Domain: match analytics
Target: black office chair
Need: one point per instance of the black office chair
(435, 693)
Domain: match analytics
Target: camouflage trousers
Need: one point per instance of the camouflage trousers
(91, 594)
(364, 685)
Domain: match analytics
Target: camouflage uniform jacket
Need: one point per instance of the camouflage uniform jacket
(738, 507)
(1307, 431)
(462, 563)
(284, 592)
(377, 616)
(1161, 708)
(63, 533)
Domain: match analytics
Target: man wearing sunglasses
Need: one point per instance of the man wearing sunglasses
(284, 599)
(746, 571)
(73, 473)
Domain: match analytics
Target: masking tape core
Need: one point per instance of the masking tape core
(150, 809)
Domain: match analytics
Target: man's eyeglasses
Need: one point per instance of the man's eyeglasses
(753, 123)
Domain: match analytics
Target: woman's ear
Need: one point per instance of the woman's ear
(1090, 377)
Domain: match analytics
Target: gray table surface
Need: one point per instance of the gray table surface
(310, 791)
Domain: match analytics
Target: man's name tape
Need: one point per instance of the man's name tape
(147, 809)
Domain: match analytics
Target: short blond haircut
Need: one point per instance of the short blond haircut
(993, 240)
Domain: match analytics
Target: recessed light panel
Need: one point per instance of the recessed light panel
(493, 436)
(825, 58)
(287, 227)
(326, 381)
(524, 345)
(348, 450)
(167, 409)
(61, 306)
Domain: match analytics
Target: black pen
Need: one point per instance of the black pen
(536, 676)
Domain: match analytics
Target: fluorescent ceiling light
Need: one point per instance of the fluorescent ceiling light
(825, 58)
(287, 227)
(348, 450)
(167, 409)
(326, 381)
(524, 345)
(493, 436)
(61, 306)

· · · ·

To be done →
Extract all the material, leaving every line as it is.

Solution →
Domain: match analytics
Target: black office chair
Need: one point per instance of the black office chair
(435, 693)
Domain: match analytics
Target: camouflage trousers
Need: one point per instance of the camouflage trousers
(91, 594)
(364, 685)
Domain: match analytics
Target: camouflage uniform jacket
Need: one point per instance of the camouflage uniform jacket
(738, 507)
(1307, 431)
(462, 563)
(284, 592)
(377, 616)
(1161, 708)
(63, 533)
Domain: match analytics
Target: man wearing sunglasses
Need: one point per instance of the man wearing sunglasses
(284, 599)
(746, 571)
(73, 473)
Domain: match analytics
Target: masking tape core
Need: one point per instance of the masking tape core
(150, 809)
Domain: match analytics
Target: man's eyeglasses
Need: one point per instance of the man's eyeglasses
(753, 123)
Domain: match analytics
Target: woman's ear
Need: one point per instance of the woman's ear
(1090, 377)
Domain: match analytics
Target: gray table surface
Need: one point per instance of the gray table surface
(310, 791)
Domain: match analytics
Target: man's name tape
Need: one point per instance of the man's name tape
(147, 809)
Domain: match analytics
Target: short blond haircut
Need: one point per instance of the short blond haircut
(993, 240)
Domain: match analytics
Target: recessed light panel
Need: one point per instance of the recessed light panel
(493, 436)
(825, 58)
(287, 227)
(326, 381)
(524, 345)
(348, 450)
(167, 409)
(61, 306)
Domain: match analytics
Target: black pen
Need: one point per instance of the black pen
(536, 676)
Domain: match analytics
Target: fluorescent ceiling light
Need: one point per instance of the fluorescent ceiling light
(825, 58)
(287, 227)
(348, 450)
(167, 409)
(326, 381)
(524, 345)
(493, 436)
(61, 306)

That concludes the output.